Provided material START

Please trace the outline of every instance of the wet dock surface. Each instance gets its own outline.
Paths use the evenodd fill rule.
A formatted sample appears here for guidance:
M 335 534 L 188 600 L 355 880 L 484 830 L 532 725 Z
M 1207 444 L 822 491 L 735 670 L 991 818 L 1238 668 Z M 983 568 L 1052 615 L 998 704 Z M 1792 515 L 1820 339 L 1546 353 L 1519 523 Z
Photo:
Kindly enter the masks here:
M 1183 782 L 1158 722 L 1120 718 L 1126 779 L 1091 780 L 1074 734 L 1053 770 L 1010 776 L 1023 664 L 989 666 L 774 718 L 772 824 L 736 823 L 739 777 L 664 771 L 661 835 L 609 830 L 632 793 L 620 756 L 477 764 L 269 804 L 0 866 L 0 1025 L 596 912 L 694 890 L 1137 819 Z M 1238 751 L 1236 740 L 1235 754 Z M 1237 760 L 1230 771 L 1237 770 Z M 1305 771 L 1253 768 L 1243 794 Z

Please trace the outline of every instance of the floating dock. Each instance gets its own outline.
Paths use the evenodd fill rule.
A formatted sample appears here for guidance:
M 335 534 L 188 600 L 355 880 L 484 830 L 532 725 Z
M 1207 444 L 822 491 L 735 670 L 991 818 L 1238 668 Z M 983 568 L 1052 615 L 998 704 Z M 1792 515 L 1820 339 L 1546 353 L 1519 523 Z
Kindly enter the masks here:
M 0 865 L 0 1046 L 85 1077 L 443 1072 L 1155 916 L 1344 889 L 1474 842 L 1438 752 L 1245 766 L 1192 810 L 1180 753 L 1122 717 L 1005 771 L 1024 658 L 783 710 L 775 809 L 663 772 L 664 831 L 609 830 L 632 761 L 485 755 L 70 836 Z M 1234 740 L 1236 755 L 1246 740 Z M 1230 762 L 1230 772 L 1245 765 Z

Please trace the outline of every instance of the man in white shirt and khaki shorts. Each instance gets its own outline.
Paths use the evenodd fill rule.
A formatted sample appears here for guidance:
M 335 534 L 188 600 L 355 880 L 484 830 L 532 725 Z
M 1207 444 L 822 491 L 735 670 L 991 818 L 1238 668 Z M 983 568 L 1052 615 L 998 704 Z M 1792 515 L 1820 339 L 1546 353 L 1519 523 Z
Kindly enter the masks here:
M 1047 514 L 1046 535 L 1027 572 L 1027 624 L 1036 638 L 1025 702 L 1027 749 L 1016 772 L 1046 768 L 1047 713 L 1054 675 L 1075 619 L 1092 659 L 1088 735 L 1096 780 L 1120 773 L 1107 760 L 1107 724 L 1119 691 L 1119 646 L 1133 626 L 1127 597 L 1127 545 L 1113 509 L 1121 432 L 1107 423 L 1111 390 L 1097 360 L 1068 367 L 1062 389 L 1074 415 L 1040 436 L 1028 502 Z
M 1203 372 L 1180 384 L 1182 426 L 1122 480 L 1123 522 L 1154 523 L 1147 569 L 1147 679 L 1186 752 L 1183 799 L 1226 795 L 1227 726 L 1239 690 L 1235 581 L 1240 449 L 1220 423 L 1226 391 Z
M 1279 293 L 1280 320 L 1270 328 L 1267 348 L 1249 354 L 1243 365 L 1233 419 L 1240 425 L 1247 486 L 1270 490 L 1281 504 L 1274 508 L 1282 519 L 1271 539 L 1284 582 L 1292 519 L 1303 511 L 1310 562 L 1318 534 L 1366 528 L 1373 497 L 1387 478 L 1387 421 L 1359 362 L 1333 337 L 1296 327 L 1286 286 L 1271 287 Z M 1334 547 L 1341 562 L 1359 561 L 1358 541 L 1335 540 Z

Provided material END

* [Task instructions] Could you count the lines in the entries that hold the word "dock"? Only the number is wanted.

* [Solution to the problem] 2